ARTIGO:
Vital Moreira, professor de Direito na Universidade de Coimbra, antigo militante do PCP e, até ver, deputado pelo PS no Parlamento Europeu, escreveu, no diário “Público” de 10 de Maio, um artigo titulado “O casamento da ideologia com os interesses”. Um artigo que, a meu ver, no que diz respeito à educação e liberdade de ensino, é infeliz porque ideologicamente redutor e prenhe de um pendor estatizante. No campo educativo escolar, Vital não admite nada que não seja estatal, venha de onde vier, e, pelos seus velhos preconceitos, menos ainda se vier do lado da Igreja Católica.
Em apoio do chefe, de quem se tornou a “voz inteligente” que tenta transformar em teses as intervenções políticas mais incríveis, Vital ataca, logo de início, o programa do maior partido da oposição, que classifica, pelas suas opções como “um manifesto ideológico contra o Estado”. Quando a leitura do que quer que seja é enviesada, o raciocínio não pode ser direito. Não entro nessa discussão. Chamo apenas a atenção para as tendências que, a pretexto de uma interpretação socialista do Estado social, se tornam estatizantes e ditatoriais, porque não respeitam as pessoas e os direitos humanos, os postulados elementares da democracia, o bem dos portugueses, e nem sequer as capacidades de um país que gasta o que não tem e despreza o que tem.
Fixo-me em afirmações de Vital Moreira, referentes à liberdade de ensino e à legítima opção dos pais e dos próprios alunos por uma escola concreta e seu projecto educativo. Não se trata, como diz, de os pais terem liberdade de escolha. Essa é uma liberdade que eles têm de pagar duas vezes. Trata-se, antes, de terem liberdade em pé de igualdade com os demais cidadãos e de entender o Estado Social como garante de serviços públicos qualificados naqueles campos em que todos cidadãos têm direito a beneficiar. O que se pretende, a nível governamental e partidário, é simplesmente, como Vital defende, um Estado social providente e totalitário que afirma que os serviços só são bons para os cidadãos e a seu favor, se for o próprio Estado a realizá-los só e directamente. Assim, na educação, na saúde e já a assomar, como projecto próximo, se isto continuar na mesma, também na segurança social. Só se admitem os privados enquanto o governo não tiver condições para estatizar tudo, à boa maneira colectivista dos ditadores. Os privados são agentes supletivos, nada mais. Admite-os o Estado enquanto ele não puder fazer tudo sozinho. Admiti-los como subsidiários, como é próprio de um Estado democrático, que sabe e respeita, aceita e promove a capacidade da iniciativa privada, em campos sociais fulcrais, isso nunca, porque é contra o Estado social entendido à maneira socialista marxista. Uma acção governamental, se não for ideologicamente viciada e redutora, encontra sempre maneira séria de os cidadãos e o país serem beneficiados com o contributo de todos. Os governantes não podem usar óculos que os impeçam de ver ao longe e ao largo. Quem não confia na iniciativa privada, a única sempre aberta à vigilância e ao confronto, acaba sempre por ir entregando os seus serviços aos menos competentes e por se deixar manobrar por interesses corporativos, que gostam muito de um Estado sem rosto como seu patrão.

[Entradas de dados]

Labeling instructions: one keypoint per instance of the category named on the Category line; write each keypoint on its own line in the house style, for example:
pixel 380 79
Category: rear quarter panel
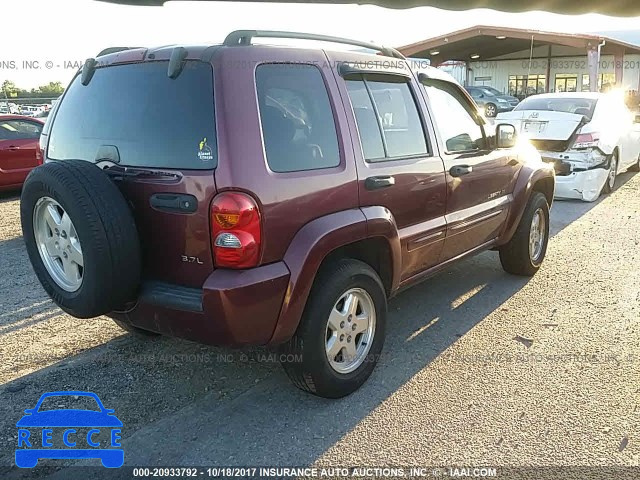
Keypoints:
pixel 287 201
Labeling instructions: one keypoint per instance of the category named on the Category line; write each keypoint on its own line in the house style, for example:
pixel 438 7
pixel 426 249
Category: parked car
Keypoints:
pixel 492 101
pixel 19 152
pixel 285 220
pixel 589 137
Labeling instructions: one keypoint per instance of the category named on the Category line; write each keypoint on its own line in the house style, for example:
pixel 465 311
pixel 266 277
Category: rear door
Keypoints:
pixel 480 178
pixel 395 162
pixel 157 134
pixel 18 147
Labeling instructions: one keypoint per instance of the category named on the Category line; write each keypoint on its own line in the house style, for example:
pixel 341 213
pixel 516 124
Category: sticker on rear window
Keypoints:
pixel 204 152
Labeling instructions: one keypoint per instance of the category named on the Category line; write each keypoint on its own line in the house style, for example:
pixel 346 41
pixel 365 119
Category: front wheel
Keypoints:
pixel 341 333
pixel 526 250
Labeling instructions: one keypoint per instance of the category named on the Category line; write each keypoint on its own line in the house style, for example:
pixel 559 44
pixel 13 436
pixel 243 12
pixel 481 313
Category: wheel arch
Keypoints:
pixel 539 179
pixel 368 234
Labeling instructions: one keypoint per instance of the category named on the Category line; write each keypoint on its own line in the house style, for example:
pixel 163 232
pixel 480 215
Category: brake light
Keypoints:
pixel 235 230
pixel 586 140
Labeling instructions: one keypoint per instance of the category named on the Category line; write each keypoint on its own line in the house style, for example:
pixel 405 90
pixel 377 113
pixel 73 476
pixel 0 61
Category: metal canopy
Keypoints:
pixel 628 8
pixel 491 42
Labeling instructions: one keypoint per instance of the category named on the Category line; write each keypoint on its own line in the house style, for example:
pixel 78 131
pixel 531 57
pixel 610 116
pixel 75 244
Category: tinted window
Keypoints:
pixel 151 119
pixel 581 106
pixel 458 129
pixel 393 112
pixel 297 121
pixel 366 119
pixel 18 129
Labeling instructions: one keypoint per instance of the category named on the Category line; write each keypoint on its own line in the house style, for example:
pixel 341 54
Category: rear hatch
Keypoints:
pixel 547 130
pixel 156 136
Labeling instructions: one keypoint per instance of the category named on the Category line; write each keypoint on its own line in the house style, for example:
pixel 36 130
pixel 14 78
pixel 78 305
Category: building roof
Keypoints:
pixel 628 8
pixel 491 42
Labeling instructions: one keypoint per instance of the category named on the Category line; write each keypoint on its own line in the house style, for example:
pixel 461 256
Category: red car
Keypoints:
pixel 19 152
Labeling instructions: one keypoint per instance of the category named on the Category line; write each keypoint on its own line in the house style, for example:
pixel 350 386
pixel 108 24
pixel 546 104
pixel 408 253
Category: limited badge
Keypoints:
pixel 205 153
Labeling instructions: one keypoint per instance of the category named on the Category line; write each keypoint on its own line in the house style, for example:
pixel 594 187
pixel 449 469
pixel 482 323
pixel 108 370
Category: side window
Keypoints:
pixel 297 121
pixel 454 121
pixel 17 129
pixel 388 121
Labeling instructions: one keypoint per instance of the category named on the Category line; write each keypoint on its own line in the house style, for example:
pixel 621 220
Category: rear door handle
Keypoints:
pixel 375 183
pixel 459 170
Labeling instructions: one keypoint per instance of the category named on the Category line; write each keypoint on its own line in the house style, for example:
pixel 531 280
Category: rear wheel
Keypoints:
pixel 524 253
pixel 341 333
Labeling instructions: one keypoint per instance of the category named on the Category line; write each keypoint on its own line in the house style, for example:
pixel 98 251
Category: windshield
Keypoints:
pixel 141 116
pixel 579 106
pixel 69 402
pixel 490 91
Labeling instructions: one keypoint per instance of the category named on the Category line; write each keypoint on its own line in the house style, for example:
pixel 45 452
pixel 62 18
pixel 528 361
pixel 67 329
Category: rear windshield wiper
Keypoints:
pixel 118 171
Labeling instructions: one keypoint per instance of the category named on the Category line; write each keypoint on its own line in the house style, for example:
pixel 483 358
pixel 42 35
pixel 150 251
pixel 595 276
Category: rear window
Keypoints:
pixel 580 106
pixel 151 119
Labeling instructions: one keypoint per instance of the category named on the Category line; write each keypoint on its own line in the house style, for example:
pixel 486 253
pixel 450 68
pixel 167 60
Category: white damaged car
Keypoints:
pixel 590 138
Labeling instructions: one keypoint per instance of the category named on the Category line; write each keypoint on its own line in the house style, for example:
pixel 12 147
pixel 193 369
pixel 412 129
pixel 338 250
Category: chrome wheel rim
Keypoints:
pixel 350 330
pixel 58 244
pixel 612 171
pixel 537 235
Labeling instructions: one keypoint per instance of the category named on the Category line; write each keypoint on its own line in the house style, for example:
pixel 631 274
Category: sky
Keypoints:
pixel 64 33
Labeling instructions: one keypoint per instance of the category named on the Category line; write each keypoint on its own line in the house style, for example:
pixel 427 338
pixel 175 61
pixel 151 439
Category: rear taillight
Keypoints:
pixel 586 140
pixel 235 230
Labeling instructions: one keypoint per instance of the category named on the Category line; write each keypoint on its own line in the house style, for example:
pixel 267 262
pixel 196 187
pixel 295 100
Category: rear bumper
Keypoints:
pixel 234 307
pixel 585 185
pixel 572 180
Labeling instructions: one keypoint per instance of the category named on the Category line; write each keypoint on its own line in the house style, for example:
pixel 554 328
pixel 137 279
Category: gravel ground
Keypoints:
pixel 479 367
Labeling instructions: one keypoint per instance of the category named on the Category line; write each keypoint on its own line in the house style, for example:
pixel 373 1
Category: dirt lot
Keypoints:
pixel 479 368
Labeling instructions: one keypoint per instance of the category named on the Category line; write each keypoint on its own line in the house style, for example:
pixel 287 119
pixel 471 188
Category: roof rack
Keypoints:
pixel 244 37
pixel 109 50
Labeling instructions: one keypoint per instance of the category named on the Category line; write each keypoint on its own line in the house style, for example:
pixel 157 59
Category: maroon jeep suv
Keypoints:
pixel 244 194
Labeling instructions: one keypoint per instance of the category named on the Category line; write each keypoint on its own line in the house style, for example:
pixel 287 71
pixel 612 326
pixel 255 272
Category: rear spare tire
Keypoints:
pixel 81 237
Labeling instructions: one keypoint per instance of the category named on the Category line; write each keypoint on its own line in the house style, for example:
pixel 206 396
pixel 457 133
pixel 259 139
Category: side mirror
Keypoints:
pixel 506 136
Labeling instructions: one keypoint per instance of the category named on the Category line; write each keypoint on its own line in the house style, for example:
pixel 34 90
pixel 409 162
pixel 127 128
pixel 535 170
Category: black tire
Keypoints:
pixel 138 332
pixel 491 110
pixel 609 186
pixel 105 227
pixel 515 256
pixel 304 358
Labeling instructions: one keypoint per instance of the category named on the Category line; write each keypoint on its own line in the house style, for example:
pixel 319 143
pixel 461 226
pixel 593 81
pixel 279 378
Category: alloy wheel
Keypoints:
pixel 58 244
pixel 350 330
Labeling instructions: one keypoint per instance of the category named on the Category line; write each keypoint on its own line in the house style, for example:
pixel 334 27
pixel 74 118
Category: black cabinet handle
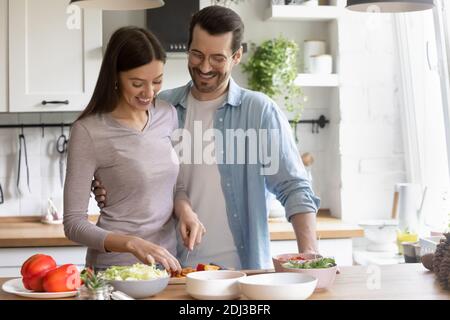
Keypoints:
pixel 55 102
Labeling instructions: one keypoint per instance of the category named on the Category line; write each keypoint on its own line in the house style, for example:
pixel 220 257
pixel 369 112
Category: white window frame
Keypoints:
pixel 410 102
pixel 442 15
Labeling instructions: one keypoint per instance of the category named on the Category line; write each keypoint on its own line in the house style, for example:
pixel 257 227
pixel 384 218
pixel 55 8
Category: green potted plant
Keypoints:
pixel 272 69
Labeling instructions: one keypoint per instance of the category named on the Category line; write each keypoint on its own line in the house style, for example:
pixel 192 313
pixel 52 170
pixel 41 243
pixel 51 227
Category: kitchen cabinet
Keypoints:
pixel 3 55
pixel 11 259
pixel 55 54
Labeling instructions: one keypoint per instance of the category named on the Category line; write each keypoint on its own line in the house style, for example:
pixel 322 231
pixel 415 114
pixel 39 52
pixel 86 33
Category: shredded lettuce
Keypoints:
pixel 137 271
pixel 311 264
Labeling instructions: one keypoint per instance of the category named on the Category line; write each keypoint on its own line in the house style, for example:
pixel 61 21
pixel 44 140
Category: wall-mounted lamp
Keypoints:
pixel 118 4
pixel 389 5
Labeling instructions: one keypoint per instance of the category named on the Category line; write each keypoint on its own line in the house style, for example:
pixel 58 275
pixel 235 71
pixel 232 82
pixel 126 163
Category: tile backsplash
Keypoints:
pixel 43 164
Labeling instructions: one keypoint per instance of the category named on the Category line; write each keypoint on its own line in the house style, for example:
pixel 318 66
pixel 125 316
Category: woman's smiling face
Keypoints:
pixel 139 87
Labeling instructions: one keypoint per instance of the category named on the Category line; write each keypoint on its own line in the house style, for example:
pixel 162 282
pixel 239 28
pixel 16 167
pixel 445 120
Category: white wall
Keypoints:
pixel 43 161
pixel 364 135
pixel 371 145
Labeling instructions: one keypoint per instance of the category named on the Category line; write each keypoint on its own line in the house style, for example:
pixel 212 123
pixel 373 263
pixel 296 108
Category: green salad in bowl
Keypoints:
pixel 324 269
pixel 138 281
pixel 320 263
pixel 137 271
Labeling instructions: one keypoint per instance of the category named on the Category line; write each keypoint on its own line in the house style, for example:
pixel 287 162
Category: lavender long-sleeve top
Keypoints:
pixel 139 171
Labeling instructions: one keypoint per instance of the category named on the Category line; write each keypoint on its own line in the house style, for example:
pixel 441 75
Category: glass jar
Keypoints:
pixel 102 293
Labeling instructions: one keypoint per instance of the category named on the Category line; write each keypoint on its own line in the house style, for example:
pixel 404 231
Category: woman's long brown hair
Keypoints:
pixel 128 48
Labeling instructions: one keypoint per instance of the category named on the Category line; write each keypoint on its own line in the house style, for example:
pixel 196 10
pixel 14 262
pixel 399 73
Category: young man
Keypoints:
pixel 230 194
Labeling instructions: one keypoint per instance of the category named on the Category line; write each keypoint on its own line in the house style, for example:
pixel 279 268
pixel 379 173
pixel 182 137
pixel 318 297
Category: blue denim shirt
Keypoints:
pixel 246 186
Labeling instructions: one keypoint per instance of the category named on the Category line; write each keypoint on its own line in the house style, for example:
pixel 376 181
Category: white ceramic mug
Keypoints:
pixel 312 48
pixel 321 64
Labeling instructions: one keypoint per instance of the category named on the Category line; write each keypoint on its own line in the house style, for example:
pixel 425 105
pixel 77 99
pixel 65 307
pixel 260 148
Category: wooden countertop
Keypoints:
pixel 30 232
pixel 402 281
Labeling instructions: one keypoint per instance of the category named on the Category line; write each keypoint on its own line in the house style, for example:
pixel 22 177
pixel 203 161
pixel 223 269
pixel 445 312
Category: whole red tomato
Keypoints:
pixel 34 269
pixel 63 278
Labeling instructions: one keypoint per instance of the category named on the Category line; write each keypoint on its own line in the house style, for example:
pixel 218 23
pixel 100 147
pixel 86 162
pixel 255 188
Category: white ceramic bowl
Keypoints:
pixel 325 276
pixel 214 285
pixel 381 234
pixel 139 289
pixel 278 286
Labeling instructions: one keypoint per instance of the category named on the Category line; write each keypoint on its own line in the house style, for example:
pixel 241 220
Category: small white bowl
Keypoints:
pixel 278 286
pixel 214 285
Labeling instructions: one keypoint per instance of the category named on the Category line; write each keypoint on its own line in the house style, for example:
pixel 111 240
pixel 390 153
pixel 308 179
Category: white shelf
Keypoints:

EXERCÍCIOS A REALIZAR:
**a.** No texto sobre a liberdade de ensino, reescreva o trecho de "Em apoio do" até "despreza o que tem.", substituindo "Estado" por "Governo".
**b.** Segundo o texto sobre a liberdade de ensino, em que jornal e em que data saiu o artigo de Vital Moreira?
**c.** Por favor, dê seguimento ao texto sobre a liberdade de ensino a partir da última frase apresentada.
As linhas de dados não têm qualquer relação com o texto sobre a liberdade de ensino.

RESULTADOS DO EXERCÍCIO:
**a.**
Em apoio do chefe, de quem se tornou a “voz inteligente” que tenta transformar em teses as intervenções políticas mais incríveis, Vital ataca, logo de início, o programa do maior partido da oposição, que classifica, pelas suas opções como “um manifesto ideológico contra o Governo”. Quando a leitura do que quer que seja é enviesada, o raciocínio não pode ser direito. Não entro nessa discussão. Chamo apenas a atenção para as tendências que, a pretexto de uma interpretação socialista do Governo social, se tornam estatizantes e ditatoriais, porque não respeitam as pessoas e os direitos humanos, os postulados elementares da democracia, o bem dos portugueses, e nem sequer as capacidades de um país que gasta o que não tem e despreza o que tem.

**b.** No diário "Público", a 10 de Maio.

**c.**
No caso da educação, as escolas privadas, com provas dadas e, em muitos casos, pioneiras do ensino onde só muito tarde houve escolas estatais, então desnecessárias porque o campo estava coberto, vão sendo asfixiadas. O governo, colaboradores e ideólogos oficiais, continuam a dizer, sem qualquer pudor, que ficam mais caras ao país, que são apenas para os ricos, e que só as estatais são para todos, ricos e pobres.
Está mais que provada falsidade e a injustiça desta afirmação. Há casos em que os pais, que já pagam impostos, como todos os cidadãos, pagam ainda, como se fosse um castigo, a legítima opção educativa em favor dos filhos. São essas as escolas que os governantes socialistas chamam escolas de ricos. As escolas privadas, com contrato de associação, agora atacadas de morte pelo governo socialista, a pretexto da crise, sempre foram de todos e para todos, e constituem uma maneira de propiciar aos pais opções por projectos educativos concretos e com valores próprios. E são mais económicas que as estatais: administram o que recebem com discernimento, funcionam todo o ano e com o mesmo quadro de professores, do primeiro ao último dia; não são lugares de violência, nem de escândalos; apresentam, em muitos casos, iniciativas educativas diversas sem qualquer prejuízo dos programas oficiais de ensino; estão mais enquadradas no espaço local; apresentam, no seu conjunto, mesmo nas zonas mais desfavorecidas, bons resultados escolares, melhores, por vezes, que as escolas do Estado. O governo sabe isto, mas não gosta. Honestamente, porém, não o pode negar.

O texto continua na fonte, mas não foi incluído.